• **TASK STATEMENT**
Please recast every line of the records below as a numbered list, leaving out blank lines and the pictures.

# START OF RECORDS FOR THE EXERCISE

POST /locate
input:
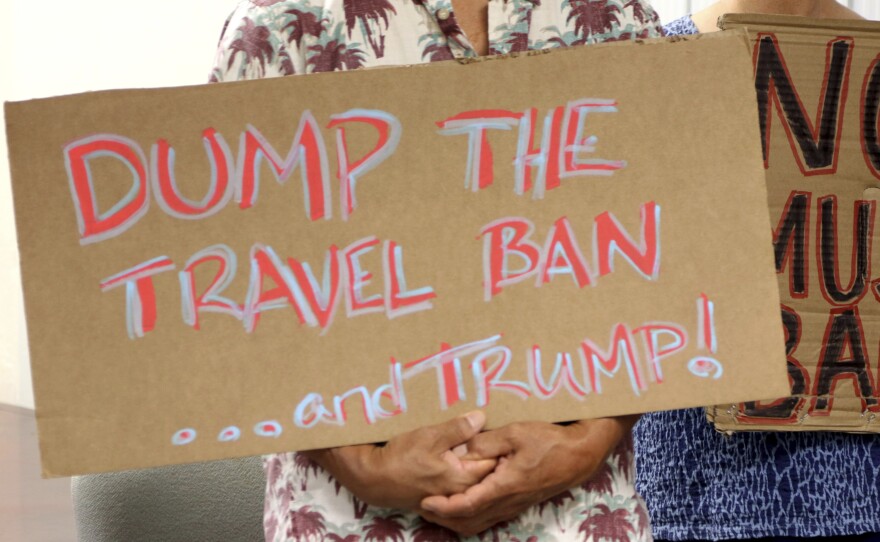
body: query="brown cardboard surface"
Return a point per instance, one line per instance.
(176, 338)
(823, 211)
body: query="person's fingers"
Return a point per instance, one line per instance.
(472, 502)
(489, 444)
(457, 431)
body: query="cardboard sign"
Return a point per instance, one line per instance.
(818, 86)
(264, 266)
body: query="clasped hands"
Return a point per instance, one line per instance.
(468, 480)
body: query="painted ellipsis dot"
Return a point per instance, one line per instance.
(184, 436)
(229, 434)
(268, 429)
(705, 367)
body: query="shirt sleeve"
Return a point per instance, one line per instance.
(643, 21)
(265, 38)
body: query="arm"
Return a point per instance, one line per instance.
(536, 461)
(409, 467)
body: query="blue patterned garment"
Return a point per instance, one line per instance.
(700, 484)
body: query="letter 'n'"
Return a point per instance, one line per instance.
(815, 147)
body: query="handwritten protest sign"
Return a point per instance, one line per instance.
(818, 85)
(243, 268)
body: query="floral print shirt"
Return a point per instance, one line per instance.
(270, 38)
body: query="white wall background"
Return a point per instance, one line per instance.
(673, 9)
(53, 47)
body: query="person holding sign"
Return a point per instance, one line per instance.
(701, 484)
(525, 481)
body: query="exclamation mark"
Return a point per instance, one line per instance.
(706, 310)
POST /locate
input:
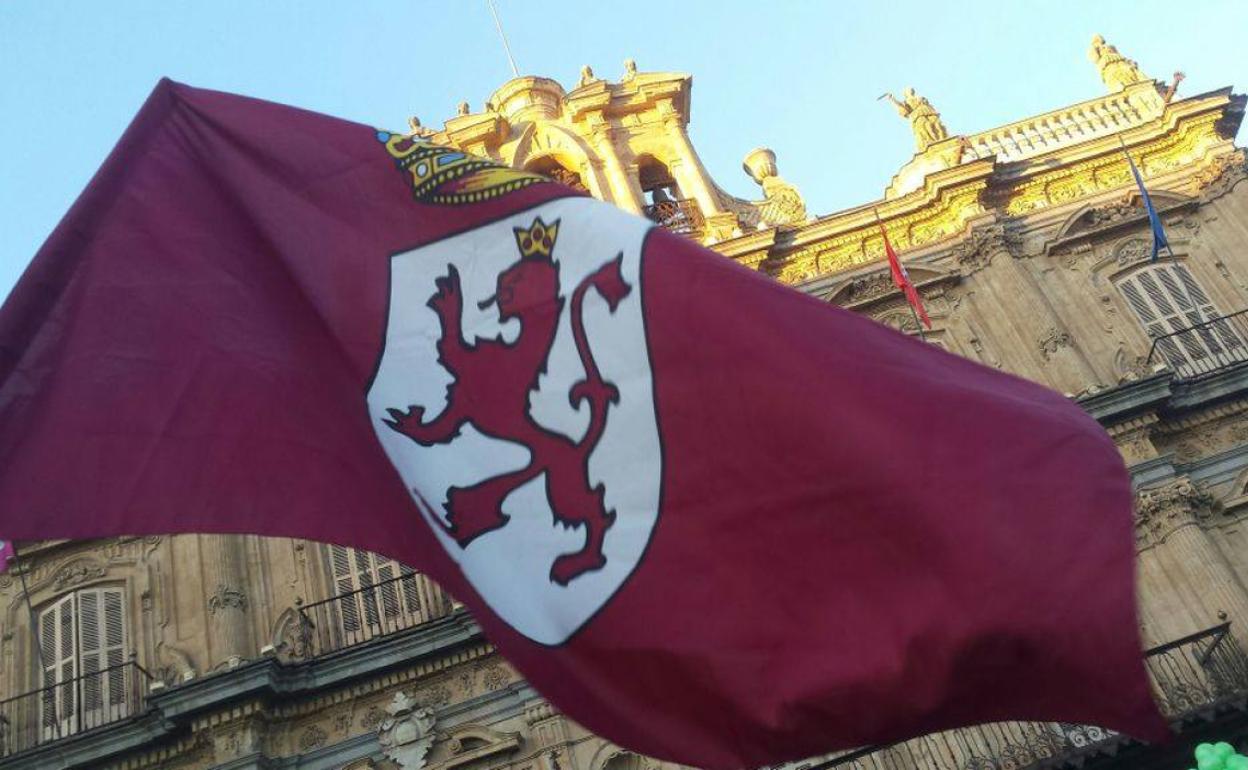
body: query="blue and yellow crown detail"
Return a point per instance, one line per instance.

# END OF RECORDS FOR THE EXERCISE

• **COMPLETED TASK**
1. POST /locate
2. input:
3. body: query="brown cardboard surface"
4. Return a point per instance, one line per instance.
5. (176, 338)
6. (823, 211)
7. body: query="person's fingers"
8. Return a point per instance, one line per instance.
9. (472, 502)
10. (489, 444)
11. (457, 431)
12. body: query="cardboard sign"
13. Return a point per instance, one line per instance.
14. (818, 86)
15. (264, 266)
16. body: query="clasped hands"
17. Return a point per instance, one line per instance.
18. (468, 480)
19. body: query="painted ellipsis dot"
20. Return a point per instance, one line per instance.
21. (184, 436)
22. (229, 434)
23. (268, 429)
24. (705, 367)
25. body: query="shirt sleeve"
26. Return a point per instance, one line per instance.
27. (643, 21)
28. (265, 38)
29. body: query="arm"
30. Return a point per instance, one line per instance.
31. (536, 461)
32. (409, 467)
33. body: query="blue patterned garment"
34. Return a point per instance, one line per instance.
35. (700, 484)
36. body: query="letter 'n'"
37. Return a point per instance, one line per instance.
38. (815, 147)
39. body: query="handwritten protest sign"
40. Return a point per instance, one line per instance.
41. (818, 85)
42. (243, 268)
43. body: query="floral print shirt"
44. Return a point per instance, one line per instance.
45. (270, 38)
46. body: query="white wall background"
47. Return a point per instance, one line per instance.
48. (673, 9)
49. (53, 47)
50. body: query="person holding sign"
51. Return a point per instance, one line per instance.
52. (701, 484)
53. (525, 481)
54. body: query="exclamation mark"
55. Return a point per instance, one line per instance.
56. (706, 310)
57. POST /locate
58. input:
59. body: query="blue and yellow crown detail"
60. Return a point per instance, one line per instance.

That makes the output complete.